* Task item A: Which sentences in the blog post on Trollope end with a question mark? List every one.
* Task item B: Could you return the part of the blog post on Trollope that runs from "The parallel plot" up to and including "about this novel.", copied word for word?

Text under study START

The parallel plot is that the daughter cannot marry the man she loves (“She feels that, with this charge hanging over her father, she is not in a position to become the wife of any gentleman,” Ch. 33).  Or, really, should not, but these Barchester heroines always behave well (no anxiety), so the question is how the gentleman in question behaves.  It turns out that he also behaves well:  he proposes in spite of or perhaps even because of her disgrace, and in the face of a risk of being cut off by his family, moving from rich to not so rich (so Trollope is including that device, too); she refuses him, to spare him and his family the disgrace.  Both heroically sacrifice themselves.

What is supposed to be going on here?  Why is this interesting?  I believe I am almost to my one insight about this novel.

Wednesday, July 24, 2013

Umbrageous Trollope

I think I have no more than one real point to make about The Last Chronicle of Barset, but I am going to back into it, so to speak.  Trollope never seems to be in any hurry.

Trollope is not much of a descriptive writer.  There are some nicely meaningful pieces of furniture in Last Chronicle, and some choice clothes, but he mostly provides some kind of type and abandons anything more specific.  Are we in the house of a rich or poor person?  Now furnish accordingly.

Text under study END
Information given START

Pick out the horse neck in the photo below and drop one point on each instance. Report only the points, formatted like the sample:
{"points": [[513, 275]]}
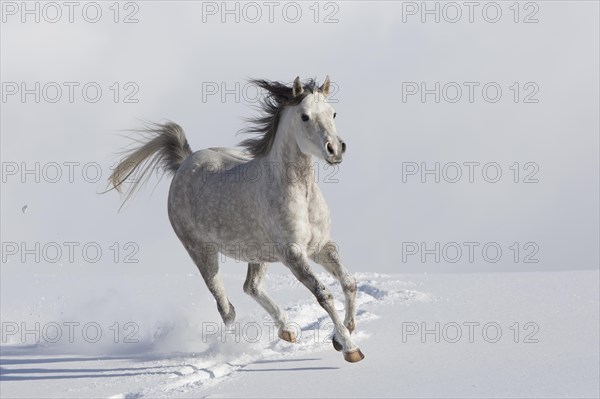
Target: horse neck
{"points": [[291, 166]]}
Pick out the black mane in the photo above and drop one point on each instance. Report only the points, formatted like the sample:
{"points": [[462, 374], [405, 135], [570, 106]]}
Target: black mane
{"points": [[278, 96]]}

Information given END

* Problem solution A:
What is supposed to be going on here?
Why is this interesting?
Are we in the house of a rich or poor person?

* Problem solution B:
The parallel plot is that the daughter cannot marry the man she loves (“She feels that, with this charge hanging over her father, she is not in a position to become the wife of any gentleman,” Ch. 33).  Or, really, should not, but these Barchester heroines always behave well (no anxiety), so the question is how the gentleman in question behaves.  It turns out that he also behaves well:  he proposes in spite of or perhaps even because of her disgrace, and in the face of a risk of being cut off by his family, moving from rich to not so rich (so Trollope is including that device, too); she refuses him, to spare him and his family the disgrace.  Both heroically sacrifice themselves.

What is supposed to be going on here?  Why is this interesting?  I believe I am almost to my one insight about this novel.